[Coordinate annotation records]

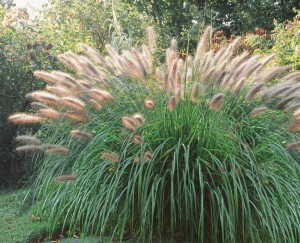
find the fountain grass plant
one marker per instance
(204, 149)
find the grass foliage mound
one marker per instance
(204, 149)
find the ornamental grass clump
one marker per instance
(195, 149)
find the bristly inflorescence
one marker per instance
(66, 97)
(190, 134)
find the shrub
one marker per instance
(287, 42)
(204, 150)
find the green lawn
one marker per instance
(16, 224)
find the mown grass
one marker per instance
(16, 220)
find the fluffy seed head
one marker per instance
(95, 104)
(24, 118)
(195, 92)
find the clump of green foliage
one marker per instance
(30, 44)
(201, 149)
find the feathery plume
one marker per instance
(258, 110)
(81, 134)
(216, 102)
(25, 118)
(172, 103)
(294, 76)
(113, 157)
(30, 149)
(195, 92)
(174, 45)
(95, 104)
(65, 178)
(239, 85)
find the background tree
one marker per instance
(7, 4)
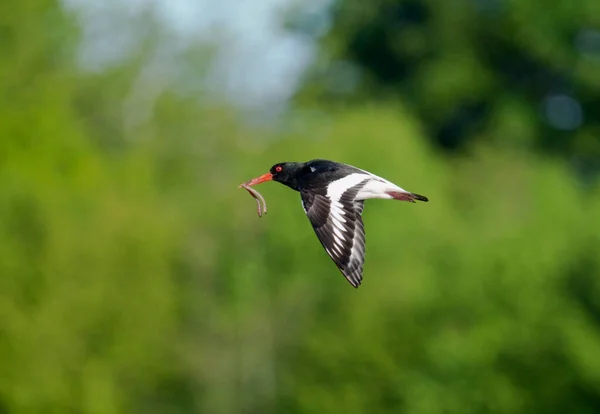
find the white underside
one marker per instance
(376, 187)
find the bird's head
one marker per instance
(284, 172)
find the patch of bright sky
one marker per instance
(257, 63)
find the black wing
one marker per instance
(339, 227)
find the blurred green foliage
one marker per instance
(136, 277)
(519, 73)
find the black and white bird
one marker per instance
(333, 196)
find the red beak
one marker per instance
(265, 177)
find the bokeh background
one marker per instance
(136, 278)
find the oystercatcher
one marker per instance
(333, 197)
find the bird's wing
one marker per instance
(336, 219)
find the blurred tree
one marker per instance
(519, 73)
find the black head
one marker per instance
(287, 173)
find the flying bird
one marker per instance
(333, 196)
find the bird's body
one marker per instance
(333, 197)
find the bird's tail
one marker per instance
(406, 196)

--

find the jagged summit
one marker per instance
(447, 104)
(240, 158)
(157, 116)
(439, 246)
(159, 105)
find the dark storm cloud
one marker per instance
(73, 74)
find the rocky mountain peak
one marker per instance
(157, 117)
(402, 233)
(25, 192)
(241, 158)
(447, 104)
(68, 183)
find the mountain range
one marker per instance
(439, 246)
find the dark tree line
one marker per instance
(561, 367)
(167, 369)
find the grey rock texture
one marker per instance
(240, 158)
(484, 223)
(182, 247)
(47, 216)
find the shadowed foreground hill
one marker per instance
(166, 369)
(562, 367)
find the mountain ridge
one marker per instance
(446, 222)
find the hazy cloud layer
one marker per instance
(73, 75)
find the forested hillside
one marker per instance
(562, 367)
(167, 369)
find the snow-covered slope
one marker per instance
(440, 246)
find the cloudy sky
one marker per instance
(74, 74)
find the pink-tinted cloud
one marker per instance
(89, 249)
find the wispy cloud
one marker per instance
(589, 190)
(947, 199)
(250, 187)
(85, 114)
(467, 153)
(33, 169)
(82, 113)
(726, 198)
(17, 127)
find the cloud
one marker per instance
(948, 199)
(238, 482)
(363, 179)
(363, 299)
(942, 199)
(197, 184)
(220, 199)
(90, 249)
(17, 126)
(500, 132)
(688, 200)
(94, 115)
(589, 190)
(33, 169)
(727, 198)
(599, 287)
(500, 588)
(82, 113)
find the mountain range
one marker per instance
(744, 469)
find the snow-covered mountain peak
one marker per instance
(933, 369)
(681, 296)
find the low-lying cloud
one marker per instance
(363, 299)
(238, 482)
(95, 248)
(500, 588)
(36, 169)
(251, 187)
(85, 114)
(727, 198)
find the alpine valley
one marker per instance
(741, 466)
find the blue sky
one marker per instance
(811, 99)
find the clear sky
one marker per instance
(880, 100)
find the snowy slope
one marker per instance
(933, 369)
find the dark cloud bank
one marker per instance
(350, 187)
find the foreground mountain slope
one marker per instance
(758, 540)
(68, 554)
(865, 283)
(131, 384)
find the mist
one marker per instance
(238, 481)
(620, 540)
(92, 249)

- Short exercise
Count the lines of the material that contain the word "wing". Reply with the number alone.

- Full answer
2